▸ Stored data entries
— Start —
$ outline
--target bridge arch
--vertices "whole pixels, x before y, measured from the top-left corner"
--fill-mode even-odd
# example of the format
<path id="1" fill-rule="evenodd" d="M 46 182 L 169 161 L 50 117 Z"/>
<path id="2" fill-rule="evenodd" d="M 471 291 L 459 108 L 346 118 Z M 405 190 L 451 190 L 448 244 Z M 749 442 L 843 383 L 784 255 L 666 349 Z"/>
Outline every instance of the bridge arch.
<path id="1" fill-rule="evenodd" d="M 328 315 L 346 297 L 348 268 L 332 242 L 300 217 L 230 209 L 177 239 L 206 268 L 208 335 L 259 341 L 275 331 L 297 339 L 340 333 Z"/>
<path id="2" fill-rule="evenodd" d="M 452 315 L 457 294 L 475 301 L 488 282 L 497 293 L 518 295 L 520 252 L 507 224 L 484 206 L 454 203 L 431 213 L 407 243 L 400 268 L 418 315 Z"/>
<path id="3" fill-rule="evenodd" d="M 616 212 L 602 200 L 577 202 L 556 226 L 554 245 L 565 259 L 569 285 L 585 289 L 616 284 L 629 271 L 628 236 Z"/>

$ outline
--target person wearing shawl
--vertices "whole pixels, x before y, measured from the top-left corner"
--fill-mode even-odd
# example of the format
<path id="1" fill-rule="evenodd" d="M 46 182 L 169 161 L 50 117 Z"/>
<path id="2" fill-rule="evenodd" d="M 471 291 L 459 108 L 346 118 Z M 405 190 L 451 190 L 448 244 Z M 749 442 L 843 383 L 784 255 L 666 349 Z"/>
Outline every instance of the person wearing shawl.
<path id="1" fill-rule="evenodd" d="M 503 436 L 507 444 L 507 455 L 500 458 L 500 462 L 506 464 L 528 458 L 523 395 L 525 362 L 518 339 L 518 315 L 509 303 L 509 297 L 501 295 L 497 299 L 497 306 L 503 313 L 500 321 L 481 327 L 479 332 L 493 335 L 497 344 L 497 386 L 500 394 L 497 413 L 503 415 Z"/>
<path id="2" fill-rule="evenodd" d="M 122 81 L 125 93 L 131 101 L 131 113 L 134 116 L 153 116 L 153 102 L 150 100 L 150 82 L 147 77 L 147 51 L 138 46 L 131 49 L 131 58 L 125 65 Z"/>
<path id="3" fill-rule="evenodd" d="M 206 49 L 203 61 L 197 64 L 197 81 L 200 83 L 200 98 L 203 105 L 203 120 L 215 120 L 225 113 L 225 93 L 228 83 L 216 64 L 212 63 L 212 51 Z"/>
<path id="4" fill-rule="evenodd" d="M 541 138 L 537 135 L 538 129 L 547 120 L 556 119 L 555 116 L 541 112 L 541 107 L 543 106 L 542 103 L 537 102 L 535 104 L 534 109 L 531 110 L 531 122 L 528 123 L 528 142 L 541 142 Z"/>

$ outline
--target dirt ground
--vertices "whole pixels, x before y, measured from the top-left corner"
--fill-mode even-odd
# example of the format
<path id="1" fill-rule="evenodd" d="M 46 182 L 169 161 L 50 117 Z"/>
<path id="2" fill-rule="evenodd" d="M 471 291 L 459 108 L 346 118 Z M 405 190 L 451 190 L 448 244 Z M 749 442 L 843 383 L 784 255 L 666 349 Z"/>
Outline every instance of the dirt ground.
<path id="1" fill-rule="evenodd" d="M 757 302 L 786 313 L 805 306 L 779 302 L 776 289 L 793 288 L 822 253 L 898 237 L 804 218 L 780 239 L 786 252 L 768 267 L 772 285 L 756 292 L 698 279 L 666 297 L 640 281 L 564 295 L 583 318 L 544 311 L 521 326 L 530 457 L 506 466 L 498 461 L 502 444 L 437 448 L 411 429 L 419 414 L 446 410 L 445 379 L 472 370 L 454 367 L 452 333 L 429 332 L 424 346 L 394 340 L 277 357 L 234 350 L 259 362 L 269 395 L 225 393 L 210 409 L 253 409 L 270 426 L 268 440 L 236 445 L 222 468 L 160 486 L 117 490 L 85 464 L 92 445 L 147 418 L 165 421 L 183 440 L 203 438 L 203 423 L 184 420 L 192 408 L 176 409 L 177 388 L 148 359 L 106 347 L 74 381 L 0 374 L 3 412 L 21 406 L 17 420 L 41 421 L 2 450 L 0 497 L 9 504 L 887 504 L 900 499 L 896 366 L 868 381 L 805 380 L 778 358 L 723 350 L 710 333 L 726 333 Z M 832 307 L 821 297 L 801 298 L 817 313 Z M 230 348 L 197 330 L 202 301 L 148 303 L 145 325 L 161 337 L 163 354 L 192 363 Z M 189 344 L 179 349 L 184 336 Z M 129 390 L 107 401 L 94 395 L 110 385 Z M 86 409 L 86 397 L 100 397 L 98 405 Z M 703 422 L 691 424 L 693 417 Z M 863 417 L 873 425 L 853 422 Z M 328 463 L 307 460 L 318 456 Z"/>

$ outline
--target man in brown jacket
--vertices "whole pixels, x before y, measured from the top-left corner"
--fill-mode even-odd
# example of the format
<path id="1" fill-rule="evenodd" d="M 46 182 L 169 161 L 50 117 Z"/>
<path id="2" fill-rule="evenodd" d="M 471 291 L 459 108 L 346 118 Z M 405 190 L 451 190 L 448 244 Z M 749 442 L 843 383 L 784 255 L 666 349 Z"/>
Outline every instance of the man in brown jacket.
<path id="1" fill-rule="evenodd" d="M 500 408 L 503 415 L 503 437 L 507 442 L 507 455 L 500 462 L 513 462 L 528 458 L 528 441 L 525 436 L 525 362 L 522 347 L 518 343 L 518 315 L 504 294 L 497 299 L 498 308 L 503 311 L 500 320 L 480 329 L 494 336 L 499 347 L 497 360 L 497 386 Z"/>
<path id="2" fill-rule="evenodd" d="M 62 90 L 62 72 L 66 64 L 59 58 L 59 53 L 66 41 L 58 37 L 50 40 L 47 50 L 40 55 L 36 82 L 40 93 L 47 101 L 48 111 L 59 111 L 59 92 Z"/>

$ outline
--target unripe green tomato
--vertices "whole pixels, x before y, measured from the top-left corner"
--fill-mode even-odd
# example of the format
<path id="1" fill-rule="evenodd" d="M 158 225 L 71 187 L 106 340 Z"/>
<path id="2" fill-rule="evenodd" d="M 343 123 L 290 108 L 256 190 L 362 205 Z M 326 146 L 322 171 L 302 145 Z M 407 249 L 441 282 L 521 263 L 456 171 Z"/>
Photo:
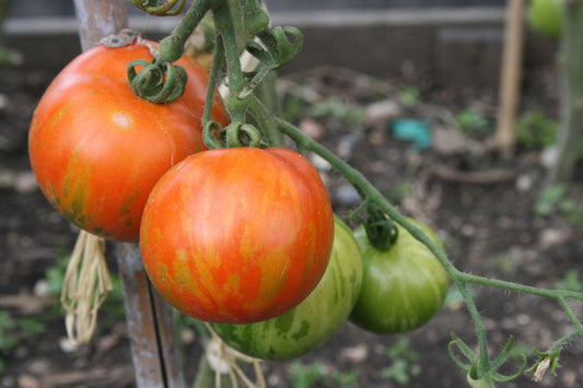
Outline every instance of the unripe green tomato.
<path id="1" fill-rule="evenodd" d="M 564 0 L 530 0 L 528 25 L 537 33 L 551 38 L 562 34 Z"/>
<path id="2" fill-rule="evenodd" d="M 334 247 L 324 277 L 300 305 L 247 325 L 212 324 L 231 348 L 263 360 L 289 360 L 316 349 L 347 320 L 362 284 L 362 259 L 348 226 L 335 215 Z"/>
<path id="3" fill-rule="evenodd" d="M 443 249 L 428 226 L 409 221 Z M 397 240 L 387 250 L 371 245 L 364 226 L 354 231 L 363 274 L 350 320 L 380 334 L 410 331 L 428 322 L 443 305 L 450 287 L 450 275 L 438 258 L 409 232 L 397 227 Z"/>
— End —
Edit all of the items above by changing "measured from" to "counted from" and leaving everything else as it is. Don't include the pictures in your answer.

▸ EXPECTED ANSWER
$ outline
--target bridge arch
--vertices "whole pixels, x before y, counted from the top-left corner"
--fill-mode even-odd
# example of the format
<path id="1" fill-rule="evenodd" d="M 46 182 L 169 161 L 50 117 Z"/>
<path id="2" fill-rule="evenodd" d="M 471 291 L 459 108 L 346 118 Z M 405 190 L 451 190 L 448 244 Z M 749 442 L 843 383 L 784 255 L 666 349 Z"/>
Outline every instance of the bridge arch.
<path id="1" fill-rule="evenodd" d="M 328 315 L 346 297 L 348 268 L 332 242 L 300 217 L 230 209 L 177 239 L 206 268 L 208 335 L 259 341 L 275 331 L 297 339 L 340 333 Z"/>
<path id="2" fill-rule="evenodd" d="M 452 315 L 457 294 L 475 301 L 488 282 L 497 293 L 518 295 L 520 252 L 507 224 L 484 206 L 454 203 L 431 213 L 407 243 L 400 268 L 418 315 Z"/>
<path id="3" fill-rule="evenodd" d="M 616 212 L 602 200 L 577 202 L 556 226 L 554 245 L 565 259 L 569 285 L 585 289 L 616 284 L 629 271 L 628 236 Z"/>

$ outline
--target person wearing shawl
--vertices "whole pixels, x before y, counted from the top-left corner"
--fill-mode even-odd
# example of the format
<path id="1" fill-rule="evenodd" d="M 46 182 L 169 161 L 50 117 Z"/>
<path id="2" fill-rule="evenodd" d="M 471 291 L 459 108 L 346 118 Z M 405 190 L 451 190 L 448 244 Z M 749 442 L 843 383 L 784 255 L 666 349 Z"/>
Outline every instance of the person wearing shawl.
<path id="1" fill-rule="evenodd" d="M 503 436 L 507 444 L 507 455 L 500 458 L 500 462 L 506 464 L 528 458 L 523 395 L 525 362 L 518 339 L 518 315 L 509 303 L 509 297 L 501 295 L 497 299 L 497 306 L 503 313 L 500 321 L 481 327 L 479 332 L 493 335 L 497 344 L 497 386 L 500 394 L 497 413 L 503 415 Z"/>
<path id="2" fill-rule="evenodd" d="M 122 81 L 125 93 L 131 101 L 131 113 L 134 116 L 153 116 L 153 102 L 150 100 L 150 82 L 147 77 L 147 51 L 138 46 L 131 49 L 131 58 L 125 65 Z"/>
<path id="3" fill-rule="evenodd" d="M 206 49 L 203 61 L 197 64 L 197 81 L 200 83 L 200 98 L 203 105 L 203 120 L 215 120 L 225 113 L 225 93 L 228 83 L 216 64 L 212 63 L 212 51 Z"/>
<path id="4" fill-rule="evenodd" d="M 541 138 L 537 135 L 538 129 L 547 120 L 556 119 L 555 116 L 541 112 L 541 107 L 543 106 L 542 103 L 537 102 L 535 104 L 534 109 L 531 110 L 531 122 L 528 123 L 528 142 L 541 142 Z"/>

$ outline
--target dirt ground
--vertices "whole pixels, x before y, counted from the top-left corner"
--fill-mode even-odd
# example of the format
<path id="1" fill-rule="evenodd" d="M 46 182 L 169 161 L 50 117 Z"/>
<path id="2" fill-rule="evenodd" d="M 471 291 L 459 108 L 346 118 Z M 405 190 L 451 190 L 448 244 Z M 749 442 L 843 383 L 784 255 L 666 349 Z"/>
Outline every instance of the dirt ground.
<path id="1" fill-rule="evenodd" d="M 757 302 L 786 313 L 805 306 L 779 302 L 776 289 L 793 288 L 822 253 L 898 237 L 804 218 L 780 239 L 786 252 L 768 267 L 772 285 L 756 292 L 698 279 L 666 297 L 640 281 L 564 295 L 583 318 L 544 311 L 521 326 L 530 457 L 506 466 L 498 461 L 502 444 L 437 448 L 411 429 L 419 414 L 446 410 L 445 379 L 472 370 L 454 367 L 452 333 L 429 332 L 424 346 L 394 340 L 277 357 L 234 350 L 259 362 L 269 395 L 225 393 L 210 409 L 253 409 L 270 426 L 268 440 L 236 445 L 222 468 L 160 486 L 117 490 L 85 464 L 92 445 L 147 418 L 165 421 L 183 440 L 203 438 L 203 423 L 184 420 L 192 408 L 176 409 L 177 388 L 148 359 L 106 347 L 74 381 L 0 374 L 3 412 L 21 406 L 17 420 L 41 421 L 2 450 L 0 497 L 9 504 L 887 504 L 900 499 L 896 366 L 868 381 L 805 380 L 778 358 L 723 350 L 710 333 L 726 333 Z M 832 307 L 821 297 L 801 298 L 817 313 Z M 230 348 L 197 330 L 202 301 L 148 303 L 145 325 L 161 337 L 163 354 L 192 363 Z M 189 344 L 179 349 L 184 336 Z M 129 390 L 107 401 L 94 395 L 110 385 Z M 86 409 L 86 397 L 100 397 L 98 405 Z M 703 422 L 691 424 L 693 417 Z M 863 417 L 873 425 L 853 422 Z M 328 463 L 307 460 L 318 456 Z"/>

$ outline
--target man in brown jacket
--vertices "whole pixels, x before y, counted from the top-left corner"
--fill-mode even-odd
# example of the format
<path id="1" fill-rule="evenodd" d="M 46 182 L 169 161 L 50 117 Z"/>
<path id="2" fill-rule="evenodd" d="M 471 291 L 459 108 L 346 118 Z M 405 190 L 451 190 L 448 244 Z M 749 442 L 843 383 L 784 255 L 666 349 Z"/>
Outline every instance of the man in brown jacket.
<path id="1" fill-rule="evenodd" d="M 500 408 L 503 415 L 503 437 L 507 442 L 507 455 L 500 462 L 513 462 L 528 458 L 528 441 L 525 436 L 525 362 L 522 347 L 518 343 L 518 315 L 504 294 L 497 299 L 498 308 L 503 311 L 500 320 L 480 329 L 494 336 L 499 347 L 497 360 L 497 386 Z"/>
<path id="2" fill-rule="evenodd" d="M 62 90 L 62 72 L 66 64 L 59 58 L 59 53 L 66 41 L 58 37 L 50 40 L 47 50 L 40 55 L 36 82 L 40 93 L 47 101 L 48 111 L 59 111 L 59 92 Z"/>

$ outline
--target unripe green tomato
--vertices "whole pixels, x before y, counted from the top-left corner"
--fill-mode even-odd
# example of the format
<path id="1" fill-rule="evenodd" d="M 158 225 L 71 187 L 106 340 Z"/>
<path id="2" fill-rule="evenodd" d="M 343 123 L 290 108 L 256 190 L 362 205 Z M 326 146 L 322 171 L 302 145 Z M 407 249 L 441 282 L 521 263 L 456 171 Z"/>
Photo:
Outline every instance of the unripe green tomato.
<path id="1" fill-rule="evenodd" d="M 564 0 L 530 0 L 528 25 L 537 33 L 551 38 L 562 34 Z"/>
<path id="2" fill-rule="evenodd" d="M 334 247 L 324 277 L 300 305 L 247 325 L 212 324 L 231 348 L 263 360 L 289 360 L 316 349 L 347 320 L 362 284 L 362 259 L 348 226 L 335 215 Z"/>
<path id="3" fill-rule="evenodd" d="M 443 249 L 428 226 L 409 221 Z M 397 240 L 387 250 L 371 245 L 364 226 L 354 231 L 363 274 L 350 320 L 380 334 L 410 331 L 428 322 L 443 305 L 450 287 L 450 275 L 438 258 L 409 232 L 397 227 Z"/>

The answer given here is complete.